┌────────

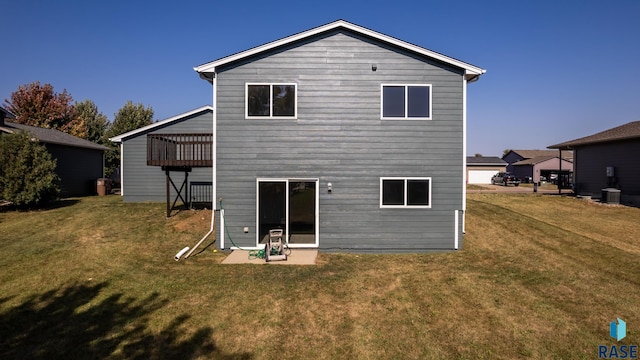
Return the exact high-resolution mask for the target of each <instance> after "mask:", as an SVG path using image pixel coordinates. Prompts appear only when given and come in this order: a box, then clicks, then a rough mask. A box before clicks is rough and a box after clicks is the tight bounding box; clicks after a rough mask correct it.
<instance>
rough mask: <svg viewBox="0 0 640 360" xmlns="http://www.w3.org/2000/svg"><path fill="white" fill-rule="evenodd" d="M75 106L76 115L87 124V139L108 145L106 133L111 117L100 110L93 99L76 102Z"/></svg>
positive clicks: (98, 142) (86, 138) (93, 141)
mask: <svg viewBox="0 0 640 360" xmlns="http://www.w3.org/2000/svg"><path fill="white" fill-rule="evenodd" d="M73 107H74V108H75V112H76V116H77V117H78V118H80V119H82V122H83V123H85V124H86V125H87V137H86V139H87V140H89V141H93V142H95V143H98V144H102V145H106V144H107V143H108V140H107V139H106V138H105V133H106V132H107V129H108V127H109V119H107V117H106V116H105V115H104V114H103V113H101V112H99V111H98V107H97V106H96V104H95V103H94V102H93V101H91V100H84V101H81V102H76V103H75V105H74V106H73Z"/></svg>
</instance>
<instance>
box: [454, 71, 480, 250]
mask: <svg viewBox="0 0 640 360" xmlns="http://www.w3.org/2000/svg"><path fill="white" fill-rule="evenodd" d="M478 78H479V76H476V77H475V78H474V79H472V81H476V80H478ZM466 214H467V78H466V76H463V77H462V233H463V234H464V232H465V218H466V216H467V215H466ZM457 221H458V220H457V216H456V223H457ZM456 231H457V229H456ZM455 248H456V249H458V241H457V239H456V244H455Z"/></svg>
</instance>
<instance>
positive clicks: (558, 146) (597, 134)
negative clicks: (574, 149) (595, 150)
mask: <svg viewBox="0 0 640 360" xmlns="http://www.w3.org/2000/svg"><path fill="white" fill-rule="evenodd" d="M636 138H640V121H633V122H630V123H627V124H624V125H620V126H617V127H614V128H612V129H609V130H605V131H601V132H599V133H596V134H593V135H590V136H585V137H581V138H578V139H575V140H570V141H566V142H563V143H560V144H556V145H551V146H548V148H549V149H561V150H565V149H573V147H575V146H581V145H587V144H596V143H605V142H612V141H620V140H628V139H636Z"/></svg>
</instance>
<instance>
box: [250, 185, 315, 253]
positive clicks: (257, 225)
mask: <svg viewBox="0 0 640 360" xmlns="http://www.w3.org/2000/svg"><path fill="white" fill-rule="evenodd" d="M293 181H309V182H315V183H316V194H315V242H314V243H313V244H295V243H294V244H289V247H291V248H317V247H318V246H319V239H320V179H319V178H299V177H292V178H257V179H256V247H260V246H261V244H260V183H261V182H284V183H285V190H286V191H285V207H286V209H285V229H286V231H285V239H286V242H287V243H289V238H290V236H289V229H290V227H289V183H290V182H293Z"/></svg>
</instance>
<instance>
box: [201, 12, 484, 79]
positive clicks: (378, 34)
mask: <svg viewBox="0 0 640 360" xmlns="http://www.w3.org/2000/svg"><path fill="white" fill-rule="evenodd" d="M337 28H345V29H348V30H351V31H354V32H356V33H360V34H362V35H365V36H368V37H371V38H374V39H378V40H380V41H383V42H386V43H389V44H392V45H395V46H399V47H401V48H404V49H406V50H409V51H412V52H415V53H418V54H421V55H424V56H427V57H430V58H433V59H436V60H439V61H442V62H445V63H447V64H450V65H453V66H455V67H459V68H462V69H464V70H465V74H466V77H467V79H472V78H476V77H478V76H480V75H482V74H484V73H485V72H486V70H484V69H482V68H479V67H477V66H474V65H471V64H468V63H465V62H463V61H460V60H456V59H454V58H451V57H448V56H446V55H442V54H440V53H437V52H435V51H431V50H428V49H425V48H423V47H420V46H417V45H413V44H411V43H408V42H406V41H402V40H400V39H396V38H394V37H391V36H388V35H384V34H381V33H379V32H376V31H373V30H370V29H367V28H364V27H362V26H359V25H355V24H352V23H350V22H348V21H344V20H338V21H335V22H332V23H329V24H326V25H322V26H319V27H317V28H313V29H311V30H307V31H304V32H301V33H298V34H295V35H291V36H288V37H285V38H283V39H280V40H276V41H273V42H270V43H267V44H264V45H261V46H258V47H255V48H252V49H249V50H246V51H242V52H239V53H236V54H233V55H230V56H227V57H223V58H221V59H218V60H215V61H212V62H209V63H206V64H203V65H200V66H196V67H194V68H193V69H194V70H195V71H197V72H198V73H200V74H203V73H213V72H215V70H216V67H218V66H220V65H224V64H228V63H231V62H233V61H236V60H240V59H243V58H246V57H249V56H252V55H255V54H259V53H261V52H264V51H268V50H271V49H274V48H277V47H279V46H283V45H287V44H290V43H293V42H295V41H298V40H302V39H305V38H308V37H311V36H314V35H317V34H320V33H323V32H326V31H330V30H334V29H337Z"/></svg>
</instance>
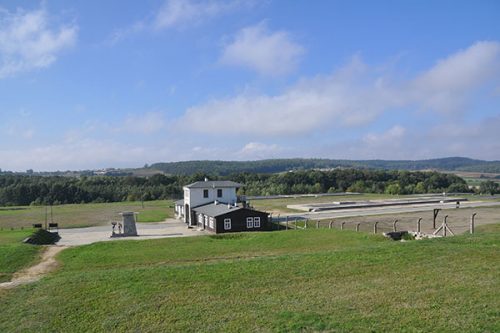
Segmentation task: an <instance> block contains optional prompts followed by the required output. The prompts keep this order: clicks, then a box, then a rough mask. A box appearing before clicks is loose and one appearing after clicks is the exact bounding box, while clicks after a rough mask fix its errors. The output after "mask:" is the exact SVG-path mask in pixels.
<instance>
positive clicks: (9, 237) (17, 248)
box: [0, 229, 41, 282]
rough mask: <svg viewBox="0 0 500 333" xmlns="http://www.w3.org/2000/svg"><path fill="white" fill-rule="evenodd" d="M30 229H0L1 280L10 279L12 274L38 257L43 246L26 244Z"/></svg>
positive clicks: (28, 265) (30, 232) (0, 268)
mask: <svg viewBox="0 0 500 333" xmlns="http://www.w3.org/2000/svg"><path fill="white" fill-rule="evenodd" d="M31 233H32V231H31V229H30V230H15V231H10V230H9V231H5V230H4V231H0V282H5V281H10V279H11V277H12V274H13V273H14V272H16V271H19V270H20V269H22V268H23V267H25V266H29V265H30V264H31V263H33V262H34V261H35V260H36V259H37V258H38V253H39V252H40V249H41V247H37V246H33V245H29V244H24V243H22V240H23V239H24V238H26V237H28V236H29V235H30V234H31Z"/></svg>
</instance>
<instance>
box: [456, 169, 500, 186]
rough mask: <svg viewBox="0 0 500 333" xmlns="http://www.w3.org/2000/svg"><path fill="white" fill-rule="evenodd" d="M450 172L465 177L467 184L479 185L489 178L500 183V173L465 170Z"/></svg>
mask: <svg viewBox="0 0 500 333" xmlns="http://www.w3.org/2000/svg"><path fill="white" fill-rule="evenodd" d="M448 173H453V174H455V175H457V176H458V177H461V178H463V179H464V180H465V181H466V182H467V185H469V186H474V187H479V185H481V183H482V182H485V181H487V180H492V181H494V182H497V183H499V184H500V174H499V173H487V172H465V171H449V172H448Z"/></svg>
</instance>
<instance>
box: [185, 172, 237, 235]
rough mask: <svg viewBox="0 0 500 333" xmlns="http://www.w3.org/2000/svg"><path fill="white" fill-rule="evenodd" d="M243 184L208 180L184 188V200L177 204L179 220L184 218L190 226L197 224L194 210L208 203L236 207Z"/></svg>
mask: <svg viewBox="0 0 500 333" xmlns="http://www.w3.org/2000/svg"><path fill="white" fill-rule="evenodd" d="M241 186H242V185H241V184H238V183H235V182H233V181H230V180H215V181H213V180H210V181H209V180H208V179H206V178H205V181H202V182H195V183H192V184H189V185H186V186H184V187H183V189H184V200H179V201H176V202H175V213H176V216H177V218H182V219H183V220H184V222H186V223H187V224H188V225H189V226H195V225H196V224H197V221H196V218H194V214H193V209H194V208H196V207H200V206H203V205H206V204H208V203H214V202H217V203H221V204H227V205H235V204H236V203H237V201H238V197H237V195H236V192H237V191H238V189H239V188H240V187H241Z"/></svg>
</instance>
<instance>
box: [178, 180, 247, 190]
mask: <svg viewBox="0 0 500 333" xmlns="http://www.w3.org/2000/svg"><path fill="white" fill-rule="evenodd" d="M242 186H243V185H241V184H239V183H236V182H233V181H231V180H207V181H204V182H195V183H192V184H189V185H186V186H185V187H187V188H208V187H213V188H215V187H217V188H221V187H242Z"/></svg>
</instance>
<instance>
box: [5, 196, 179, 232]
mask: <svg viewBox="0 0 500 333" xmlns="http://www.w3.org/2000/svg"><path fill="white" fill-rule="evenodd" d="M52 209H53V219H54V222H56V223H59V226H60V227H63V228H71V227H83V226H94V225H102V224H106V223H109V221H111V220H119V219H120V216H119V215H118V214H119V213H120V212H123V211H134V212H139V217H138V218H139V222H159V221H163V220H165V219H166V218H169V217H172V216H173V210H174V208H173V202H172V201H171V200H159V201H147V202H144V208H142V204H141V202H114V203H94V204H73V205H59V206H53V208H52ZM49 219H50V211H49ZM44 221H45V207H39V206H38V207H37V206H34V207H33V206H24V207H2V208H1V209H0V227H3V228H10V227H15V228H19V227H21V226H24V227H31V225H32V224H33V223H44Z"/></svg>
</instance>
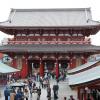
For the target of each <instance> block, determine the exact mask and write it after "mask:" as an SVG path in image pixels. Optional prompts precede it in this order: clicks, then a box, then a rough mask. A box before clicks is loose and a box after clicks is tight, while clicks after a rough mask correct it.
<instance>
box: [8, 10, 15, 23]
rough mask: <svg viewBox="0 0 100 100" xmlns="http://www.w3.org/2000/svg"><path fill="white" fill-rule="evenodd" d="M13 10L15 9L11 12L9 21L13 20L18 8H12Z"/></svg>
mask: <svg viewBox="0 0 100 100" xmlns="http://www.w3.org/2000/svg"><path fill="white" fill-rule="evenodd" d="M12 10H14V11H13V14H11V16H10V17H9V19H8V21H9V23H11V22H12V19H13V17H14V15H15V13H16V9H12ZM11 13H12V11H11Z"/></svg>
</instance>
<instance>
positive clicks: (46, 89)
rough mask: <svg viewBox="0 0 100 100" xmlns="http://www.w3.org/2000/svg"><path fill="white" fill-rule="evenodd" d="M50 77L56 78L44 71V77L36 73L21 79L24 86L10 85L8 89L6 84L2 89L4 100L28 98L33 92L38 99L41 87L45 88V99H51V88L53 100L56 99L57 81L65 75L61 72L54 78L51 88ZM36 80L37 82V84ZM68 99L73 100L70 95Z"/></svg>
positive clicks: (56, 90)
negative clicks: (24, 84)
mask: <svg viewBox="0 0 100 100" xmlns="http://www.w3.org/2000/svg"><path fill="white" fill-rule="evenodd" d="M51 77H52V78H54V79H56V77H55V76H53V75H52V74H50V73H46V74H45V75H44V77H40V76H39V75H37V76H34V77H29V78H28V79H25V80H23V83H25V84H27V85H26V86H22V87H20V86H19V87H11V88H10V89H9V85H8V86H7V87H6V88H5V90H4V96H5V100H30V99H29V97H30V98H32V96H33V94H37V100H40V98H41V90H42V89H45V90H46V91H47V95H46V97H47V100H51V90H52V91H53V98H54V100H57V99H59V97H58V91H59V81H62V80H65V75H64V74H61V76H59V78H58V79H56V84H54V85H53V87H52V88H51V84H50V79H51ZM62 77H63V78H62ZM61 78H62V80H61ZM11 81H13V82H15V80H14V79H12V80H11ZM37 82H38V83H39V84H38V86H37ZM64 100H67V99H66V97H64ZM70 100H74V98H72V96H71V97H70Z"/></svg>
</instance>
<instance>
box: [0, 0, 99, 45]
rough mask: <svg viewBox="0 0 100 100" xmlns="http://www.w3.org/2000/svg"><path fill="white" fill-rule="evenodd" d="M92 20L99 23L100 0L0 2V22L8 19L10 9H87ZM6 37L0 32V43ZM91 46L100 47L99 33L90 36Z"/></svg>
mask: <svg viewBox="0 0 100 100" xmlns="http://www.w3.org/2000/svg"><path fill="white" fill-rule="evenodd" d="M87 7H90V8H91V11H92V17H93V20H96V21H100V0H0V22H2V21H5V20H7V19H8V16H9V13H10V9H11V8H87ZM8 37H11V36H8V35H6V34H4V33H2V32H0V41H1V40H3V38H8ZM91 40H92V44H94V45H100V32H98V33H97V34H96V35H94V36H91Z"/></svg>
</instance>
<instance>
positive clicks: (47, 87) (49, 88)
mask: <svg viewBox="0 0 100 100" xmlns="http://www.w3.org/2000/svg"><path fill="white" fill-rule="evenodd" d="M47 98H48V100H51V88H50V85H48V86H47Z"/></svg>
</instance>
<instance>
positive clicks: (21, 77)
mask: <svg viewBox="0 0 100 100" xmlns="http://www.w3.org/2000/svg"><path fill="white" fill-rule="evenodd" d="M27 74H28V65H27V58H26V57H22V69H21V78H25V77H26V76H27Z"/></svg>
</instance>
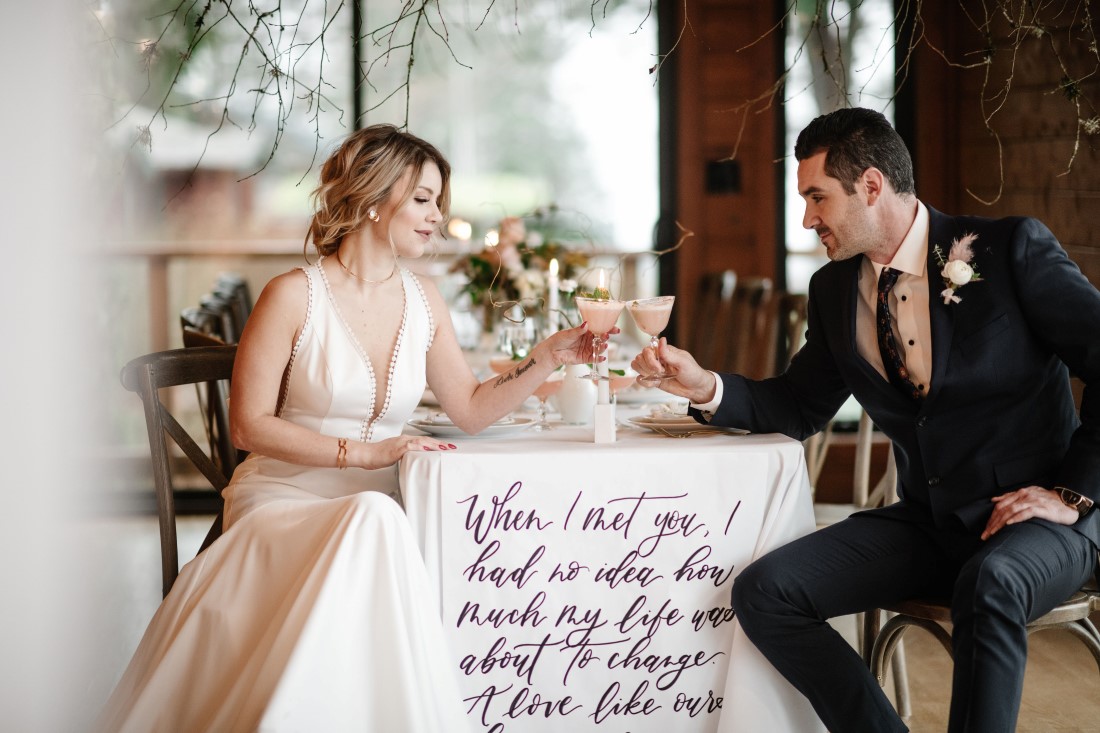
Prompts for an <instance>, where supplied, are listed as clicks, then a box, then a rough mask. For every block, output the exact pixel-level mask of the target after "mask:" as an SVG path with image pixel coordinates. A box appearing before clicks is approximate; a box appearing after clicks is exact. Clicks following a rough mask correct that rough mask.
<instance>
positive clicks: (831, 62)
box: [684, 0, 1100, 205]
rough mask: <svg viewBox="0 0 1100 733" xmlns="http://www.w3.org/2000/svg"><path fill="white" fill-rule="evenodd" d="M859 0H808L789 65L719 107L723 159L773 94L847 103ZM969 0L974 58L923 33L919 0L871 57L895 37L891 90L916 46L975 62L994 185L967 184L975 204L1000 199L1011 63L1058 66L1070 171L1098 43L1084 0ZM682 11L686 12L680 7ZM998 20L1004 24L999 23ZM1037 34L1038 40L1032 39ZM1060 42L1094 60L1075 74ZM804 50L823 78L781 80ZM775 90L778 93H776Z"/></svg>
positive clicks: (940, 57) (935, 54)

└────────

▶ WORK INSTRUCTION:
Print each line, starting with the one that contains "0H808L789 65L719 107L723" and ending with the last line of the data, exactly as it stands and with no other lines.

▶ RESPONSE TO THIS EXERCISE:
rough mask: <svg viewBox="0 0 1100 733" xmlns="http://www.w3.org/2000/svg"><path fill="white" fill-rule="evenodd" d="M859 0H808L789 65L719 107L723 159L773 94L847 103ZM969 0L974 58L923 33L919 0L871 57L895 37L891 90L916 46L975 62L994 185L967 184L975 204L1000 199L1011 63L1058 66L1070 171L1098 43L1084 0ZM682 11L686 12L680 7ZM998 20L1004 24L999 23ZM1037 34L1038 40L1032 39ZM1060 42L1094 60L1075 74ZM804 50L823 78L781 80ZM775 90L778 93H776Z"/></svg>
positive clicks: (940, 57) (935, 54)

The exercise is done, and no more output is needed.